> Stated goal
Return the material word for word. Do not include the pictures.

> Provided information
--- --- ---

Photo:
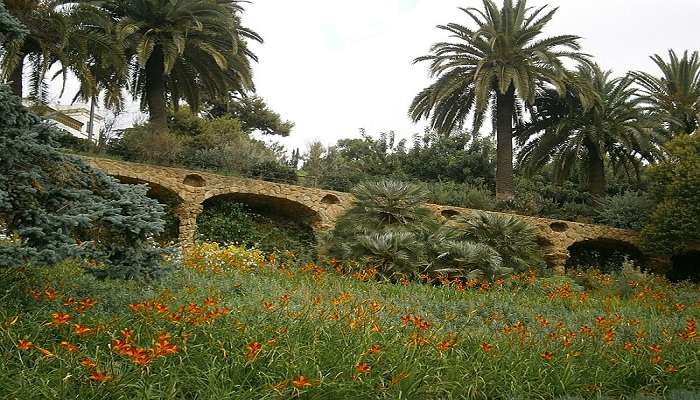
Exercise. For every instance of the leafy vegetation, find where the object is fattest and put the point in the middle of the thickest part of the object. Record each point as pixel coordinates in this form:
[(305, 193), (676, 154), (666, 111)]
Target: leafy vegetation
[(228, 222), (498, 63), (233, 324), (392, 230), (52, 206), (673, 224)]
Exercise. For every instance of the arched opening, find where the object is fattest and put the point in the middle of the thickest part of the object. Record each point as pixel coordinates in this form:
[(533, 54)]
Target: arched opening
[(167, 198), (559, 226), (607, 255), (194, 180), (330, 199), (264, 222), (685, 266), (450, 213)]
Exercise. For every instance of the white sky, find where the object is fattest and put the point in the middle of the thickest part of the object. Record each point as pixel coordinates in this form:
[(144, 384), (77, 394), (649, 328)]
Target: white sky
[(334, 66)]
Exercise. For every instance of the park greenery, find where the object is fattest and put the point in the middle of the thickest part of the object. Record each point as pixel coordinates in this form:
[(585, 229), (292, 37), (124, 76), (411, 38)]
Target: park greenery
[(99, 301)]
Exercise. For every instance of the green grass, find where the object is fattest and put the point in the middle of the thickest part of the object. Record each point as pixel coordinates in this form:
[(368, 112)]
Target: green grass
[(317, 323)]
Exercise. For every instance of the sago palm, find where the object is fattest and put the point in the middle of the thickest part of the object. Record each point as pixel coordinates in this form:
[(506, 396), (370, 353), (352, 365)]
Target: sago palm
[(566, 133), (497, 63), (674, 98), (182, 50)]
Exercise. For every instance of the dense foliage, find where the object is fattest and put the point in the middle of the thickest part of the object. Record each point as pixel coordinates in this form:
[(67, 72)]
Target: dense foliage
[(228, 222), (232, 324), (53, 206), (673, 226)]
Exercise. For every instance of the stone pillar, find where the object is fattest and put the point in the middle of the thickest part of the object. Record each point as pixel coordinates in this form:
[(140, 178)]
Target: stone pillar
[(188, 213)]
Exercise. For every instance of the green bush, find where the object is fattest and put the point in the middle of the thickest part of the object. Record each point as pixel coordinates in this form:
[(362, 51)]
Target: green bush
[(514, 240), (53, 206), (391, 229), (673, 226), (630, 210), (228, 222)]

--- --- ---

> Written response
Photo:
Exercise. For every instance of the leafy vegetation, find where the object is fattest and put the point in the middle of the thickest part of the object. Record each point as pixel coordinates in this form:
[(305, 193), (676, 154), (666, 111)]
Target: leafy vegetation
[(228, 222), (498, 63), (233, 324), (392, 230), (52, 206), (673, 224)]
Exercise. For every instance of the arched opening, find where the object is fattest and put the point in the middle of the thickest part of the object. Record each point as pixel coordinates in this form:
[(533, 54)]
Target: arched opening
[(167, 198), (559, 226), (607, 255), (194, 180), (330, 199), (264, 222), (685, 266), (450, 213)]
Exercise. For every instance of the white sky, find where the object is fattest and put the point in the middle of the thickest part of the object. Record each point as pixel coordinates in this form:
[(144, 384), (77, 394), (649, 328)]
Target: white sky
[(334, 66)]
Exercise. For every instance of the park greenery, find where the object is fattest and put the point in the middle of the thickest part of the object. Record each point as pixel coordinates in this form:
[(585, 229), (292, 37), (124, 76), (411, 38)]
Target: park greenery
[(99, 301)]
Exercise. For every instance of the green grass, find where the object is fattest and put the point in the middle of the thickest part of the object. Record each point as pixel coordinates in this form:
[(368, 112)]
Target: green grass
[(317, 323)]
Exercise. For every instance of the sago palm, find where the object is fattest and put the point in the middle of the thickest part of the object. Record each point as pixel coordinates in this form:
[(506, 396), (370, 353), (352, 365)]
Target: sago palm
[(566, 133), (497, 63), (674, 98), (182, 50)]
Exercise. For every instance of the dense foliage, find where the object is fattest and put the point in the middle of the thickest part of the object. Record each point as pixel coordinates in this form:
[(67, 72)]
Target: dense foliage
[(228, 222), (232, 324), (53, 206), (673, 226)]
Exercise. For every instance of the stone pillar, find where the object is fattest and put the point in the middle of the thickest part of the object. Record each point as pixel coordinates in this form:
[(140, 178)]
Target: stone pillar
[(188, 213)]
Exercise. For every instance of the green bush, find where the object is fattest and put the point in the middle of the thickest part of the object. Record each point as pixel coordinates in this form:
[(362, 51)]
Target: green bush
[(514, 240), (53, 206), (391, 229), (673, 226), (630, 210), (228, 222)]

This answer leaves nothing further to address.